▶ **What the task requires**
Wherever the word "copper" turns up in a line of the entries, copy that line.
= = = = = = =
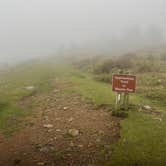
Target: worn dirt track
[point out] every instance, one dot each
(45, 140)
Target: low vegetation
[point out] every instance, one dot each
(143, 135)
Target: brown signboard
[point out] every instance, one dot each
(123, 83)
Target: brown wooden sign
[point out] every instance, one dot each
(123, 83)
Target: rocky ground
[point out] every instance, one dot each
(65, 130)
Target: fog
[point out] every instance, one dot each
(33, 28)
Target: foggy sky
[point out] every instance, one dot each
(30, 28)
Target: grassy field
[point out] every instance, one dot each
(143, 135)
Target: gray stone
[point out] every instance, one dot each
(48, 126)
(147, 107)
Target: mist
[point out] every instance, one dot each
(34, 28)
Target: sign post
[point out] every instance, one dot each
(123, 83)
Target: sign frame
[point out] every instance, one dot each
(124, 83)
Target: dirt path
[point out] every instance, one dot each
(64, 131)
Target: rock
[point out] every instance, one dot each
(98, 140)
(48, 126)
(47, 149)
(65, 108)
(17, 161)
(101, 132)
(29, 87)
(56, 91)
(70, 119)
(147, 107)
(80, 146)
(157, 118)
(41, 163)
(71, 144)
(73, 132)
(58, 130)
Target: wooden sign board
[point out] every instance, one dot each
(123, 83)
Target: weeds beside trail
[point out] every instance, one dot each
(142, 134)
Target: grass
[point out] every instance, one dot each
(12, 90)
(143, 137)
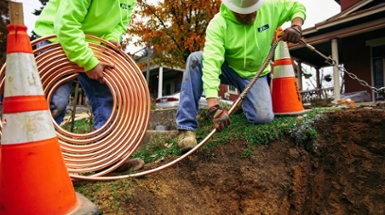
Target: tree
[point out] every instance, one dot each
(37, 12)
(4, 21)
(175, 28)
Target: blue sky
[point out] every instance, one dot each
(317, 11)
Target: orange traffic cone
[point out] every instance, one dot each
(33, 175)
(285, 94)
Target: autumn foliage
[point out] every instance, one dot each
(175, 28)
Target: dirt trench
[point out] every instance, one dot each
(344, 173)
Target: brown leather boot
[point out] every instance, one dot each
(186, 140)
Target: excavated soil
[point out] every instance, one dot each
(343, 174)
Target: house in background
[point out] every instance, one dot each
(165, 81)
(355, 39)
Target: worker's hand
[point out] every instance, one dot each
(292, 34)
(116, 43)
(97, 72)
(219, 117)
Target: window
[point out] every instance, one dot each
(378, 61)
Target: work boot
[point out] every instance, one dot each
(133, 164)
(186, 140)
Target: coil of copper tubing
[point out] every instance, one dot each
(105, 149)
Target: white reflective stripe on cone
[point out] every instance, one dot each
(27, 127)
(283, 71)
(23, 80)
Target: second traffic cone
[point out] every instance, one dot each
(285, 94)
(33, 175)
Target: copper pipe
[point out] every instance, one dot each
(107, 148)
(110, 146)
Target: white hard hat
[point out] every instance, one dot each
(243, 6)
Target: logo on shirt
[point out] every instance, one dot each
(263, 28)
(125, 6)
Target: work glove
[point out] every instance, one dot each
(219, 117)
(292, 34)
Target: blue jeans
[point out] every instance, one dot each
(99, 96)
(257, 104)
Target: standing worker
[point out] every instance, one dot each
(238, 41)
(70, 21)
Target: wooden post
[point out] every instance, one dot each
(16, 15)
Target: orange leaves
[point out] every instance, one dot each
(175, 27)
= = = = = = =
▶ **Task result**
Target: coil of copper tubing
Target: copper pipe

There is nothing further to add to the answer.